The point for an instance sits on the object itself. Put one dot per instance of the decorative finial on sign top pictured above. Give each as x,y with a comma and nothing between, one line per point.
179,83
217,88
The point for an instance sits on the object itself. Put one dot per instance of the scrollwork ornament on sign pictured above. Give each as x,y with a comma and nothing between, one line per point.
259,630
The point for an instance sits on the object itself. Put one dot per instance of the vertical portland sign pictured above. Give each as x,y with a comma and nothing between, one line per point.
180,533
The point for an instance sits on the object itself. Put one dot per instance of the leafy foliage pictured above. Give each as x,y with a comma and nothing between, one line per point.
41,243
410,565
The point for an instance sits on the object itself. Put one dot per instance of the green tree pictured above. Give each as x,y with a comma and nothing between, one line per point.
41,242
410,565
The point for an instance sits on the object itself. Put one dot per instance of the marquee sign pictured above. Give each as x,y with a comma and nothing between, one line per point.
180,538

→ **Work to be completed**
Copy each of the rows above word for word, keeping every line in its original order.

→ **Right answer**
The point for an instance sits on the object itself. Put one dot per instance of the decorative finial on sign top pictured above. Give each as x,y with a comma and nothing between, one line per point.
179,83
217,88
The point for an instance sits on the object itself. Put one dot per instance of the scrollwork ornament on sign pictured above. Give each as x,y with a comma and nothing between, one line per point.
259,630
The point for an instance sits on the object itself. Put one dot per instance of the vertical portland sign pictured above. Give each as x,y with a comma and nothing between, one line per point.
180,533
The point for an instance sits on the object itself. Put one dot per instance of the leafy foliage pictured above. Give each as x,y with a comma and nothing between, one line per point.
41,243
410,565
The point for an instance sits on the object itself. Put one dot per instance of the green tree pictured above. Give each as x,y with a comma and nothing between, one line per point.
41,242
410,565
The point for an instance sits on the object itself. Put one dot per instance of the marquee sign pictured above. Give each as x,y with a comma and nothing between, one line per point.
180,538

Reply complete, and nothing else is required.